> **What the exercise asks**
Turn every line of the records below into a JSON list of strings, one string per line, skipping blank lines. Leave the pictures out.

> **Items stored from a collection**
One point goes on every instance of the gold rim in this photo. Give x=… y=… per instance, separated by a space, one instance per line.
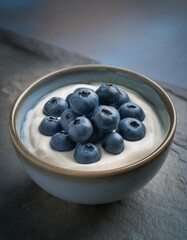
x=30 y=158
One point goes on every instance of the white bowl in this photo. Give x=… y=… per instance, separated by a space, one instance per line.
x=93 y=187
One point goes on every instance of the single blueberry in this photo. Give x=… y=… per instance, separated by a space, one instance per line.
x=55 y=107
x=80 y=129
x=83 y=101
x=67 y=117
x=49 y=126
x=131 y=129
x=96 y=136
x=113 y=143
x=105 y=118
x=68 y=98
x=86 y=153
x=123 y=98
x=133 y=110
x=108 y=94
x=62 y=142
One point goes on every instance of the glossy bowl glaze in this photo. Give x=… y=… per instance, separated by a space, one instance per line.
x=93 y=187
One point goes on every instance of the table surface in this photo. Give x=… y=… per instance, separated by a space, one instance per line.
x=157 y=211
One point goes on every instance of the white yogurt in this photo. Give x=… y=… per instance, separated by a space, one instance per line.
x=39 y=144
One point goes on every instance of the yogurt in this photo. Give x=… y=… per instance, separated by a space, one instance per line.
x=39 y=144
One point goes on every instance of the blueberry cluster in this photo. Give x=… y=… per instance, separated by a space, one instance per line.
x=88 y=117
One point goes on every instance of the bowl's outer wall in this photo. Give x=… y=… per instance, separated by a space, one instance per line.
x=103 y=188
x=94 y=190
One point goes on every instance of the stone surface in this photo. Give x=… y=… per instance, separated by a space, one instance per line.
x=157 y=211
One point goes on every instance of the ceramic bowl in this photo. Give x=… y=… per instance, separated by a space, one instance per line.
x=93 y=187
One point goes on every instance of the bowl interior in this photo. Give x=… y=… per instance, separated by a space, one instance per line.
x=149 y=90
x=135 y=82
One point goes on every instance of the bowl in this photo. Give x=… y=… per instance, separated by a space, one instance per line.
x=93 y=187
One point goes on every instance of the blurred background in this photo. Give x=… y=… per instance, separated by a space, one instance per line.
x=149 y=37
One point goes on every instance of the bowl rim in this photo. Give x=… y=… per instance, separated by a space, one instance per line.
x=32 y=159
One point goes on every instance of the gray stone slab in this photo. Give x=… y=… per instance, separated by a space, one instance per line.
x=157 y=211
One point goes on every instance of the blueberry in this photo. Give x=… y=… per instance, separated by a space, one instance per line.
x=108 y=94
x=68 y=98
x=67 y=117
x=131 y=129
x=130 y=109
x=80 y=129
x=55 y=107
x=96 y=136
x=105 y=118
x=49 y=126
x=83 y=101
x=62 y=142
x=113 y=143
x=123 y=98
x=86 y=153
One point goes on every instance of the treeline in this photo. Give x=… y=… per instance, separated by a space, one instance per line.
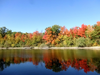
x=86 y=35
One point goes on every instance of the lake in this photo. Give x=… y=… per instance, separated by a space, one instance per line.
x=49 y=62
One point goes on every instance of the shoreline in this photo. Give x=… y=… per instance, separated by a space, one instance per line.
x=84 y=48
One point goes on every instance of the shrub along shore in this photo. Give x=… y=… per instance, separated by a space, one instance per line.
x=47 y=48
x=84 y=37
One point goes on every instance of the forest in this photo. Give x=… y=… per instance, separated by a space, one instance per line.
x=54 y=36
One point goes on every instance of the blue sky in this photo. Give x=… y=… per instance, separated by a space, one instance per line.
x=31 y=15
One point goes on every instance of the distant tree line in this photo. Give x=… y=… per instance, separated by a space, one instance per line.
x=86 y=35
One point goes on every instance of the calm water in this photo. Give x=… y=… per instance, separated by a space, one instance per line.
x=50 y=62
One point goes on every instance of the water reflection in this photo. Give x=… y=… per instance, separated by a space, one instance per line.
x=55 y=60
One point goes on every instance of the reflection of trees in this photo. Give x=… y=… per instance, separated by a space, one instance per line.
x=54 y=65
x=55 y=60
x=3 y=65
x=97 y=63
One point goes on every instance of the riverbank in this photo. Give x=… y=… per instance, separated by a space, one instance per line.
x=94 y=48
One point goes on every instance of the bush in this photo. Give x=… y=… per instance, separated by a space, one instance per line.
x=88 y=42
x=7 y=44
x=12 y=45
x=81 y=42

> **Answer to this problem**
[
  "One point goes on every instance of the gold rim in this photo. Give x=… y=… per instance, separated by a space, one instance per line.",
  "x=30 y=158",
  "One point goes on every instance of the white bowl in this photo. Give x=… y=… per instance, separated by a space, one instance per line.",
  "x=93 y=187",
  "One point goes on every instance of the single blueberry in this photo. Give x=… y=… per instance, separated by a space, one instance per line.",
  "x=55 y=107",
  "x=80 y=129",
  "x=83 y=101",
  "x=67 y=117",
  "x=49 y=126",
  "x=131 y=129",
  "x=96 y=136",
  "x=113 y=143",
  "x=105 y=118",
  "x=68 y=98",
  "x=86 y=153",
  "x=123 y=98",
  "x=133 y=110",
  "x=108 y=94",
  "x=62 y=142",
  "One point goes on every instance of the glossy bowl glaze in this photo. Give x=… y=… per instance, separated by a space, one instance per line.",
  "x=93 y=187",
  "One point goes on every instance of the table surface in this photo. Give x=… y=… per instance, separated by a space, one instance per line.",
  "x=157 y=211",
  "One point goes on every instance of the white yogurt in this photo. Give x=… y=… per instance, separated by a space, one instance per line.",
  "x=39 y=144",
  "One point goes on every instance of the yogurt in this photo. Give x=… y=… per instance, separated by a space, one instance per line.",
  "x=39 y=144",
  "One point goes on every instance of the blueberry cluster in this photo. Give x=… y=… per instance, separated by a space, one instance per line.",
  "x=88 y=117",
  "One point goes on every instance of the bowl's outer wall in this photo. Give x=… y=… per instance, separated by a space, one instance per line.",
  "x=103 y=188",
  "x=94 y=190",
  "One point goes on every instance of the stone surface in this photo. Give x=… y=… per instance, separated by a space, one instance per line.",
  "x=157 y=211",
  "One point goes on every instance of the ceramic bowl in this photo. Give x=… y=… per instance, separated by a space, one instance per line.",
  "x=93 y=187",
  "One point goes on every instance of the bowl interior in this photo. Give x=… y=… per instance, separated by a space, one instance per line.",
  "x=149 y=90",
  "x=135 y=82",
  "One point goes on every instance of the bowl in this photo. Give x=… y=… per instance, separated by a space, one instance per line.",
  "x=93 y=187",
  "One point goes on every instance of the blurred background in this photo. Give x=… y=… per instance, separated by a space, one instance per line.",
  "x=149 y=37",
  "One point goes on every instance of the bowl rim in this photo. Give x=… y=… per instance, separated by a space, one instance per line.",
  "x=32 y=159",
  "One point goes on every instance of the gray stone slab in this photo. Give x=… y=… per instance, separated by a space, one instance per line.",
  "x=157 y=211",
  "One point goes on every instance of the blueberry in this photo. Give x=… y=… per instance, separated by a space, one instance per line.",
  "x=108 y=94",
  "x=68 y=98",
  "x=67 y=117",
  "x=131 y=129",
  "x=130 y=109",
  "x=80 y=129",
  "x=55 y=107",
  "x=96 y=136",
  "x=105 y=118",
  "x=49 y=126",
  "x=83 y=101",
  "x=62 y=142",
  "x=113 y=143",
  "x=123 y=98",
  "x=86 y=153",
  "One point goes on every instance of the treeline in this photo. Give x=… y=… per instance, separated by a space, one instance per line.",
  "x=86 y=35",
  "One point goes on every instance of the lake in this photo. Give x=… y=… per instance, separated by a space, one instance per line.",
  "x=49 y=62",
  "One point goes on every instance of the shoreline in this photo. Give x=… y=… per instance, separated by a space, one instance per line.",
  "x=84 y=48",
  "One point goes on every instance of the shrub along shore in this photo. Give x=… y=… per instance, separated by a space, one instance per line.",
  "x=47 y=48",
  "x=84 y=37",
  "One point goes on every instance of the forest in this photo. Give x=… y=… per instance, separated by a space, one instance per line.",
  "x=54 y=36",
  "One point goes on every instance of the blue sky in this photo. Give x=… y=… per instance, separated by a space, one instance per line.",
  "x=31 y=15",
  "One point goes on every instance of the distant tree line in this photo. Give x=… y=… per instance, separated by a space, one instance per line.",
  "x=86 y=35",
  "One point goes on every instance of the calm water in this photo. Give x=… y=… per instance, separated by a space, one instance per line.",
  "x=50 y=62",
  "One point goes on every instance of the water reflection in this photo. Give x=… y=… per instance, separated by a space, one instance per line.",
  "x=55 y=60",
  "One point goes on every instance of the reflection of trees in this photo. Give x=… y=… per instance, separated by a space, one instance per line.",
  "x=54 y=65",
  "x=55 y=60",
  "x=3 y=65",
  "x=97 y=63",
  "One point goes on every instance of the riverbank in this photo. Give x=… y=… per instance, separated by a space, one instance per line.",
  "x=94 y=48",
  "One point goes on every instance of the bush in this photo. Give x=… y=… per instance, separated by a space, one instance per line.",
  "x=88 y=42",
  "x=7 y=44",
  "x=12 y=45",
  "x=81 y=42"
]